SUPPLIED MATERIAL.
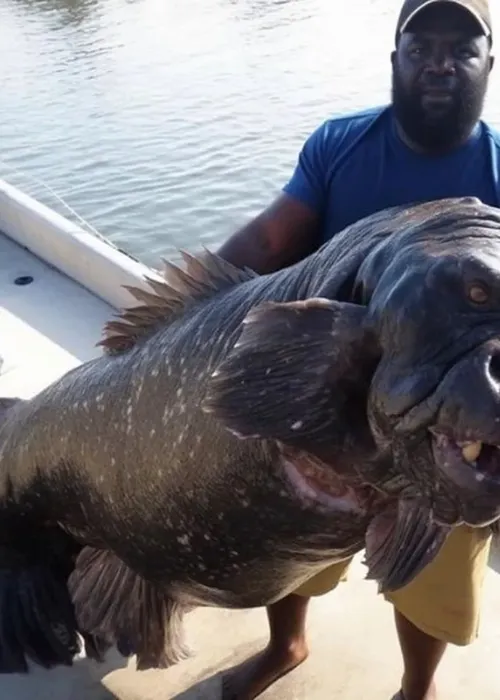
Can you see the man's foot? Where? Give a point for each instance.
(408, 694)
(249, 679)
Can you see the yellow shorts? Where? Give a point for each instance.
(444, 599)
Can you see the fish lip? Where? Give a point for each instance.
(467, 476)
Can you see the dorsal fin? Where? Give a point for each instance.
(204, 275)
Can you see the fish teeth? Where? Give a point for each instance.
(471, 450)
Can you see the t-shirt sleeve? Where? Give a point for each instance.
(308, 182)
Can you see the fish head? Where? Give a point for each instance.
(433, 297)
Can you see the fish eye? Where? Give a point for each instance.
(478, 292)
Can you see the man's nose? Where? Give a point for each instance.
(441, 63)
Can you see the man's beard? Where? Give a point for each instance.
(443, 130)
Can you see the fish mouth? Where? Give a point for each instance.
(471, 464)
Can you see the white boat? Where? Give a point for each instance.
(58, 285)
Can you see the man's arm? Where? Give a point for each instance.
(288, 230)
(283, 233)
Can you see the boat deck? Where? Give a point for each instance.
(52, 324)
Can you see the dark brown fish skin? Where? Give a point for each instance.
(124, 478)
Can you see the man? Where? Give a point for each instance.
(429, 143)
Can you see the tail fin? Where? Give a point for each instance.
(53, 592)
(119, 606)
(37, 620)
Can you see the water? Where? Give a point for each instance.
(169, 123)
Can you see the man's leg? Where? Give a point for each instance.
(441, 606)
(287, 647)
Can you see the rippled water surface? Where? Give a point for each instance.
(169, 122)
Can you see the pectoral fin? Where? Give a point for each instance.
(400, 543)
(298, 373)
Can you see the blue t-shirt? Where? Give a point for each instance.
(355, 165)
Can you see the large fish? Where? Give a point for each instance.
(241, 432)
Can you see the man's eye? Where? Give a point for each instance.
(465, 52)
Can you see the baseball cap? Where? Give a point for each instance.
(479, 9)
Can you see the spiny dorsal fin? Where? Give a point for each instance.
(204, 275)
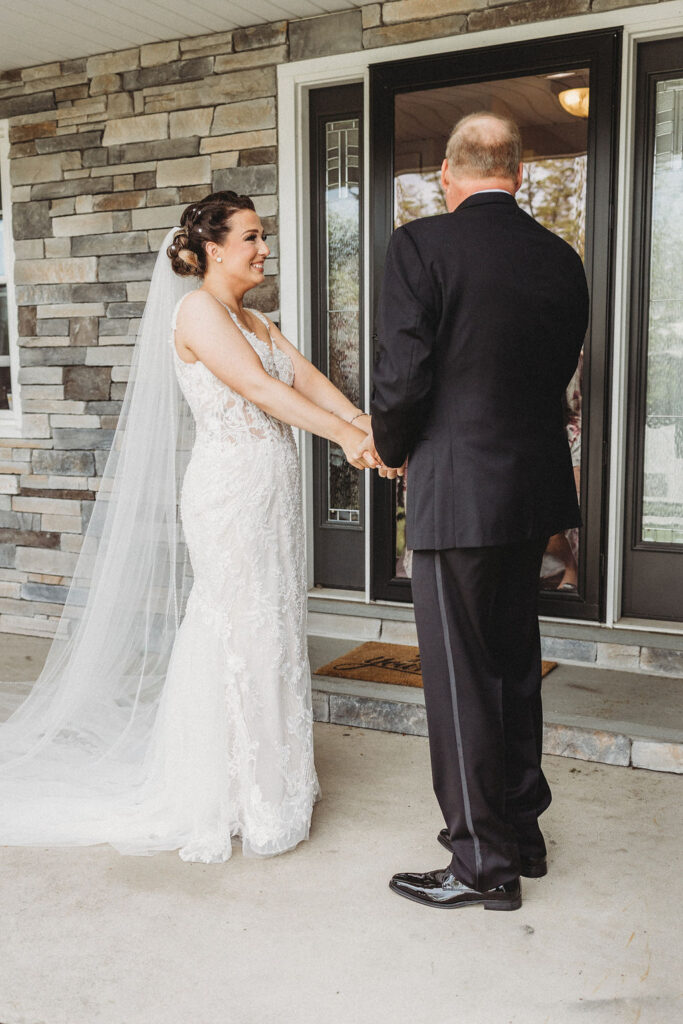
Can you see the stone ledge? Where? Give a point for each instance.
(335, 701)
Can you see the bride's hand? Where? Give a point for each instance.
(358, 448)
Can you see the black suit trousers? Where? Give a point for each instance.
(476, 613)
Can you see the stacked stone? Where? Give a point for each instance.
(105, 153)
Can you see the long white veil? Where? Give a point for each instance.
(80, 739)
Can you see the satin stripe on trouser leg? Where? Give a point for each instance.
(481, 675)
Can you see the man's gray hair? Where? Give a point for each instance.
(484, 145)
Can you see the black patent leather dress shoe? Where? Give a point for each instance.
(442, 889)
(529, 867)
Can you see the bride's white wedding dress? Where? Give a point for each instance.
(236, 720)
(119, 743)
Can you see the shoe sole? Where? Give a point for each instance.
(530, 872)
(491, 904)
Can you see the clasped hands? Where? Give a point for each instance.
(363, 455)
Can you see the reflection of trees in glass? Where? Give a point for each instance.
(343, 340)
(553, 192)
(418, 196)
(663, 498)
(343, 249)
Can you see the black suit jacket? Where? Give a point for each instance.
(481, 318)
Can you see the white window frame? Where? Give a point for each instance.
(294, 82)
(10, 419)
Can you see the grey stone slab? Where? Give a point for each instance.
(247, 180)
(59, 143)
(317, 37)
(564, 649)
(103, 408)
(387, 716)
(84, 331)
(73, 463)
(32, 220)
(111, 292)
(168, 148)
(66, 355)
(31, 103)
(128, 309)
(7, 556)
(100, 462)
(260, 36)
(86, 513)
(586, 744)
(522, 13)
(668, 662)
(136, 266)
(87, 384)
(52, 328)
(76, 437)
(321, 702)
(18, 520)
(44, 592)
(176, 71)
(108, 245)
(95, 158)
(73, 186)
(378, 691)
(623, 701)
(109, 327)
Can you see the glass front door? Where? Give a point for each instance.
(653, 549)
(559, 93)
(336, 279)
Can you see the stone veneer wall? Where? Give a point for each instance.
(105, 152)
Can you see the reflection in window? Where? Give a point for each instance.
(5, 384)
(343, 300)
(553, 192)
(663, 470)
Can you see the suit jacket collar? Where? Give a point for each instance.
(480, 199)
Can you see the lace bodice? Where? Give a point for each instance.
(223, 416)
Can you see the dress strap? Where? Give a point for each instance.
(174, 317)
(264, 321)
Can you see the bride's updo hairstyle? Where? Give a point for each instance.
(208, 220)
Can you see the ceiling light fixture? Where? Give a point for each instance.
(575, 101)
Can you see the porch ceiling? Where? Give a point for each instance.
(35, 32)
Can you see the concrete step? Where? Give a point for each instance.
(612, 717)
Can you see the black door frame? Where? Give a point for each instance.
(339, 549)
(650, 585)
(600, 51)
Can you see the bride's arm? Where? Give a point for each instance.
(209, 334)
(315, 386)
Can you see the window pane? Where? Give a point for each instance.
(5, 386)
(343, 298)
(663, 470)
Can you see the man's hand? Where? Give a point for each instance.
(391, 474)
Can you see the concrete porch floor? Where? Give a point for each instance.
(91, 937)
(612, 717)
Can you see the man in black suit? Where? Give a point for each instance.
(481, 320)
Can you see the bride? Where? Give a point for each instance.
(174, 708)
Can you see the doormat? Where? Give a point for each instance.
(385, 663)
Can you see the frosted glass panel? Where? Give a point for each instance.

TASK TO COMPLETE.
Copy, character for character, the lines from the line that holds "Can you see the stone veneer" through the final line of the records above.

REPLY TO THE EXERCISE.
Can you see the stone veneer wall? Where? Give a point for each instance.
(105, 152)
Can you see the reflection in window? Where? Give a point for each instance.
(5, 384)
(343, 300)
(553, 192)
(663, 470)
Can you see the suit jacket collar? Where? Give a point for each instance.
(480, 199)
Can you see the lace bodice? Where? Give a point for each instance.
(223, 416)
Can you see the dress strap? Where? Give a point for each instance.
(174, 317)
(264, 321)
Can you see the bride's updo hairstyle? Where? Give a point for each instance.
(208, 220)
Can you see the ceiling light fixture? Where? Give a point for each instance.
(575, 101)
Can you see the porch ceiling? Where? Give a point for each instance.
(35, 32)
Can you see the concrete step? Where? Give a point for each instance.
(612, 717)
Can you see the black door frame? Where? Give a point for each instance.
(339, 549)
(650, 585)
(600, 51)
Can you see the bride's arm? Where? Give a point for each instance.
(209, 334)
(315, 386)
Can you see the window pane? Where? Give a point for each instance.
(5, 386)
(343, 298)
(663, 470)
Can you see the man's hand? Where? Give a point for each instance.
(391, 474)
Can you see the concrete porch floor? Where? Give a point for each instance.
(91, 937)
(612, 717)
Can you see the man in black suit? Where? Give a point for each instance.
(481, 320)
Can you see the bride? Where? Give a point for each instance.
(174, 708)
Can you see the doormat? Where? Give a point for each instance.
(385, 663)
Can you see the frosted glass panel? Where? Give a point for each instance.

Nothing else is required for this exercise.